The problem: Only the lines from the line holding "[spot] the black tv" through the final line of the entries below are to be returned, exactly as they stand.

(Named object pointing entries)

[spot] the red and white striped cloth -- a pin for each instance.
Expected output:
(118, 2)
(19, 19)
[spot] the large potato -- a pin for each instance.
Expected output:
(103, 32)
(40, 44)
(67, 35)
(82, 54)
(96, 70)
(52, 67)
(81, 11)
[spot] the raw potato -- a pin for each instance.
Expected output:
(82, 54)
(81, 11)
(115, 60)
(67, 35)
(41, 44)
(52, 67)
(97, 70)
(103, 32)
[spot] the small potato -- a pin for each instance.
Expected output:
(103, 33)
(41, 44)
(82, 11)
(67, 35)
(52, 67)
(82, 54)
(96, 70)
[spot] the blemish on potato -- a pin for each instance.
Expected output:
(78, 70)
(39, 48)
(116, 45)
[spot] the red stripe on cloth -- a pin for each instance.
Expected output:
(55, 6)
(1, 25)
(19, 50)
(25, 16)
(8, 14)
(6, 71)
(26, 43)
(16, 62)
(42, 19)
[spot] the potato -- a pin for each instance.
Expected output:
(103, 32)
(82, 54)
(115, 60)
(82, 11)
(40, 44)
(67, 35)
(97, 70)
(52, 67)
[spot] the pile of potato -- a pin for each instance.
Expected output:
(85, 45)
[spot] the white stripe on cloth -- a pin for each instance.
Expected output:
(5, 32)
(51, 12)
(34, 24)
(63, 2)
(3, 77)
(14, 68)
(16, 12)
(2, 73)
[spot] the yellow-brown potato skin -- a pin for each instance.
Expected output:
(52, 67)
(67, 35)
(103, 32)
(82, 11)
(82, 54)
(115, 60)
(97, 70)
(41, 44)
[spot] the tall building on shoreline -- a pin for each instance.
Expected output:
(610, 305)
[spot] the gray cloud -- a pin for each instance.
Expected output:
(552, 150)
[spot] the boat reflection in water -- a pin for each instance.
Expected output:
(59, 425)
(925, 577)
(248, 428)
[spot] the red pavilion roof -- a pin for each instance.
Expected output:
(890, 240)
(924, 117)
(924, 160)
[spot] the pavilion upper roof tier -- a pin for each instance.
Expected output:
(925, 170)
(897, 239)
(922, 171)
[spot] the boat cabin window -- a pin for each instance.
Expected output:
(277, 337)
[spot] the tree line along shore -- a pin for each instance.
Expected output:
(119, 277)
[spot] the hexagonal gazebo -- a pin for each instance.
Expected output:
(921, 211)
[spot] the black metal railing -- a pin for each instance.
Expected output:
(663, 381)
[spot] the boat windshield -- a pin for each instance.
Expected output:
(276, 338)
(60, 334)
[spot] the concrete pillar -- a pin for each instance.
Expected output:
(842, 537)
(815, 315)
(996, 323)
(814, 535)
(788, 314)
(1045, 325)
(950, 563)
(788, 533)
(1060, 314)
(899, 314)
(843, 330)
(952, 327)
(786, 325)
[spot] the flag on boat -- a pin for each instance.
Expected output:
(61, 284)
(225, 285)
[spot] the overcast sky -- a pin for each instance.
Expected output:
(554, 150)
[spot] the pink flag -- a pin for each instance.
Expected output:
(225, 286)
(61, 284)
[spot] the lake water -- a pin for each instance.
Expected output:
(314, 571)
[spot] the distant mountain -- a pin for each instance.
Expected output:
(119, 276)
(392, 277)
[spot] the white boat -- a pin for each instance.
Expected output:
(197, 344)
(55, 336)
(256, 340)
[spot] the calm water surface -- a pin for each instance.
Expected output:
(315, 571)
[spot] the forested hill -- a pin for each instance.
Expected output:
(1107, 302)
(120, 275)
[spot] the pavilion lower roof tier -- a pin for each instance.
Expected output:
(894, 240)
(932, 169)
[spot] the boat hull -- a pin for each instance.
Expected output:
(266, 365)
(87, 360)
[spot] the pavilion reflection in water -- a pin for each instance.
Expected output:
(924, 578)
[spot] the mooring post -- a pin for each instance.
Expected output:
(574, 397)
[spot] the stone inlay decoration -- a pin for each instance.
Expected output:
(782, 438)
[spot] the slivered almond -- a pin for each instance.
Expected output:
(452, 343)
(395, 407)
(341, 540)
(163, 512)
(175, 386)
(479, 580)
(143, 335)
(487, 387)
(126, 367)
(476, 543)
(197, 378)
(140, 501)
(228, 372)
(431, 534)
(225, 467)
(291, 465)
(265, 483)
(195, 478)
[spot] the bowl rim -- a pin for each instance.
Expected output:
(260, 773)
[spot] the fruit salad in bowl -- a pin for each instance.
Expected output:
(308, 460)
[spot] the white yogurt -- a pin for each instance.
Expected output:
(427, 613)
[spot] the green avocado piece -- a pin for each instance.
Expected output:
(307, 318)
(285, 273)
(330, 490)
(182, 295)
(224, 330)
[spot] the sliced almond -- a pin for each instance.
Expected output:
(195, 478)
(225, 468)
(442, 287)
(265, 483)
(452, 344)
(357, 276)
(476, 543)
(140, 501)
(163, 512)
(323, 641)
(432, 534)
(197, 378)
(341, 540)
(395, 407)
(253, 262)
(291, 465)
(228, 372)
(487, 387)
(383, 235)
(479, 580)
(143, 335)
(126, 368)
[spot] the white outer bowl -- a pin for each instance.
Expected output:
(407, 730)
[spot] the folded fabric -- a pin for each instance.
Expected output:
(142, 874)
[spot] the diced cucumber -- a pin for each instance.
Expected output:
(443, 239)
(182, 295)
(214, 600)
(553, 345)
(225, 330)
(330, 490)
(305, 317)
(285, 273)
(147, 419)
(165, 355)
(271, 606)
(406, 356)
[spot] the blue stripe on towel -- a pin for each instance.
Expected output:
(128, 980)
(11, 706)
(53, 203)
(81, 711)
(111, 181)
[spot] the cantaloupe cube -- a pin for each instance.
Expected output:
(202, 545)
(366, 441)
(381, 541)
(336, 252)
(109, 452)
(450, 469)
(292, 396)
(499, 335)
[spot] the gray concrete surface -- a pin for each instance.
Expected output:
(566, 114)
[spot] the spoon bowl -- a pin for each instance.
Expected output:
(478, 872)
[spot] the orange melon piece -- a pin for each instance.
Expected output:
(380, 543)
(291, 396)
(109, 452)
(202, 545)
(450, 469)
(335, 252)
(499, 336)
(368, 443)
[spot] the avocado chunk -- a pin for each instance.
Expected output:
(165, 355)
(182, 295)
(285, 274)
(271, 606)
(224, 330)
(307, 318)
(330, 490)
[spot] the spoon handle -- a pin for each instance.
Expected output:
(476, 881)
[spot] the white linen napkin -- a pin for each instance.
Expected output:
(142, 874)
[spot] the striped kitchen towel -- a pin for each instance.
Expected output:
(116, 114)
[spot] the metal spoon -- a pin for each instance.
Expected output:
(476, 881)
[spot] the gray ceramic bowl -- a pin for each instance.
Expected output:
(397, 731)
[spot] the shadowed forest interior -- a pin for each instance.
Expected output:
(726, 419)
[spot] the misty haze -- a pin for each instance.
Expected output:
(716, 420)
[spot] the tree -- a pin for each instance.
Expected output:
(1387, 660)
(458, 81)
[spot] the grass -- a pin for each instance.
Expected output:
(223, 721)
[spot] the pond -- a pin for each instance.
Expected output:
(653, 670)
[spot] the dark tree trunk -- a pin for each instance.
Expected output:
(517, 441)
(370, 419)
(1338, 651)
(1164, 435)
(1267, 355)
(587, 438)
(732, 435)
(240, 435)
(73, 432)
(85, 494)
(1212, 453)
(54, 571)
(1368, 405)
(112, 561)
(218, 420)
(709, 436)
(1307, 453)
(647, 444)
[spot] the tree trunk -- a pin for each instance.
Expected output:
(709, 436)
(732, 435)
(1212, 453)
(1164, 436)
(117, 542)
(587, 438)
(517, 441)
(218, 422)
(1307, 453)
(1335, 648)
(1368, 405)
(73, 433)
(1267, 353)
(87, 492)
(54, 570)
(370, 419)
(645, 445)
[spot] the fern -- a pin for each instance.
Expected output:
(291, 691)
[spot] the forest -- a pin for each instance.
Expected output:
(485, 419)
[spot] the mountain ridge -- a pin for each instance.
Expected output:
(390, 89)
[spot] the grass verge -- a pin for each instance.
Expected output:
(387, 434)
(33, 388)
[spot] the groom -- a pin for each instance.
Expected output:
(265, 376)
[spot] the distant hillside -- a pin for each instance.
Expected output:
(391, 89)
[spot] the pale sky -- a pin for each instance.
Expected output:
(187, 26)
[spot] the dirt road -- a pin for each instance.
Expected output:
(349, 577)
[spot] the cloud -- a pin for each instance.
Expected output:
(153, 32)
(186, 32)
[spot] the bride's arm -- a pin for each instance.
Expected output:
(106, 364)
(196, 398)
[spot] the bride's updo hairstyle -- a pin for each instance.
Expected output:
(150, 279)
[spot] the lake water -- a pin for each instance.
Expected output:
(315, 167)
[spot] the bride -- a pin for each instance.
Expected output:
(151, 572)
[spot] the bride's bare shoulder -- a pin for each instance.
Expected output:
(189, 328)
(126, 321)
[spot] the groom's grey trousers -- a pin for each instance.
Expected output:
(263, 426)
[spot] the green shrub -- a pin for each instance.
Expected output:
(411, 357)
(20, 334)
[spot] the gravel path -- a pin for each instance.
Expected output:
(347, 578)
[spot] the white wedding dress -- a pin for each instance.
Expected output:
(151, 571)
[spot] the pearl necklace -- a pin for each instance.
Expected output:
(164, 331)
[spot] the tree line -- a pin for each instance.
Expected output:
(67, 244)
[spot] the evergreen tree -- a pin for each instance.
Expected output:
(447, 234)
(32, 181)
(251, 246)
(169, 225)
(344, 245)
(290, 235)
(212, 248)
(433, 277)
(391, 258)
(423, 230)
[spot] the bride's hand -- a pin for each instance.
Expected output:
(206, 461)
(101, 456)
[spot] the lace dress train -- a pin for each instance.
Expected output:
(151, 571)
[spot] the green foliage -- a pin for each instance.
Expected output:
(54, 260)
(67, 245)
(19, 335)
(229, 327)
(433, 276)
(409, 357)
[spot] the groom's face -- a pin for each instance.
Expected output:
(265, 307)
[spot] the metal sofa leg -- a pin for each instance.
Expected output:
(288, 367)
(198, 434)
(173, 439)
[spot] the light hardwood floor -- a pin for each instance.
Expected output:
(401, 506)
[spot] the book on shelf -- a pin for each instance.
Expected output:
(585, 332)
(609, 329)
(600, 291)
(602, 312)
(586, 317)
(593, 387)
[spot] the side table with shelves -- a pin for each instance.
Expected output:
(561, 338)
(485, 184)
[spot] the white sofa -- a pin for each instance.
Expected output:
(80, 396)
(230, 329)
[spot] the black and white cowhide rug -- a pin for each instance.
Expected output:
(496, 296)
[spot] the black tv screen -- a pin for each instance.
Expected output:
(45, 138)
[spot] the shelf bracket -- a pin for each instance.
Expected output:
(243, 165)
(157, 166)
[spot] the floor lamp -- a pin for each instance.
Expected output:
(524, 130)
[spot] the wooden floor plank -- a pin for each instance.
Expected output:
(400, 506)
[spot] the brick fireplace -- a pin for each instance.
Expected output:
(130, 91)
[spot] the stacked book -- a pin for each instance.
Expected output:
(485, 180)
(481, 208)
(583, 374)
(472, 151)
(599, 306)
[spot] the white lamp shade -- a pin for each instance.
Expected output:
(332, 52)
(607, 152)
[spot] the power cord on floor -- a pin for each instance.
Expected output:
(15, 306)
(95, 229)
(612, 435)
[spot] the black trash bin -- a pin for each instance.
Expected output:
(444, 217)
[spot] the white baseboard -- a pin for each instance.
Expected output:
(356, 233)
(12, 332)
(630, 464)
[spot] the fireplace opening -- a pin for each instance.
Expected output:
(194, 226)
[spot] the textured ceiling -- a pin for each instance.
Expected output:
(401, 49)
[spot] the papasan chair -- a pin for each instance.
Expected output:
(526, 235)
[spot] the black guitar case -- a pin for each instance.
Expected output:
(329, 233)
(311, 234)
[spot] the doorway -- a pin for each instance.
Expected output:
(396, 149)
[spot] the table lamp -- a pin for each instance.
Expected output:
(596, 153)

Task result:
[spot] the black tv screen -- a pin for each instance.
Expected output:
(45, 138)
[spot] the shelf bracket -- a pin for each instance.
Expected output:
(243, 165)
(157, 166)
[spot] the floor lamp -- a pin for each instance.
Expected output:
(524, 130)
[spot] the wooden floor plank -- a pin for each instance.
Expected output:
(400, 506)
[spot] the brick fireplace -- a pin for each instance.
Expected output:
(130, 91)
[spot] the stacked book -- a pin for each instance.
Expected output:
(485, 180)
(481, 208)
(583, 374)
(472, 151)
(599, 306)
[spot] the white lamp shade -- a pin for each instance.
Expected output:
(332, 52)
(607, 152)
[spot] the power cord on floor -- a pin for each instance.
Expected output:
(15, 306)
(95, 229)
(612, 435)
[spot] the black trash bin -- a pin for each instance.
Expected output:
(444, 217)
[spot] the white baseboard -- a pin for each instance.
Expected output:
(356, 233)
(12, 332)
(630, 464)
[spot] the fireplace opening -- a pin for each instance.
Expected output:
(194, 226)
[spot] the textured ceiling -- a pin for each instance.
Expected output:
(401, 49)
[spot] the papasan chair -- a pin for each instance.
Expected output:
(526, 235)
[spot] the black guitar case -- a pin for each instance.
Expected output:
(329, 233)
(311, 234)
[spot] the doorway -- a pin for each instance.
Expected output:
(396, 149)
[spot] the table lamp -- a pin for each instance.
Expected output:
(596, 153)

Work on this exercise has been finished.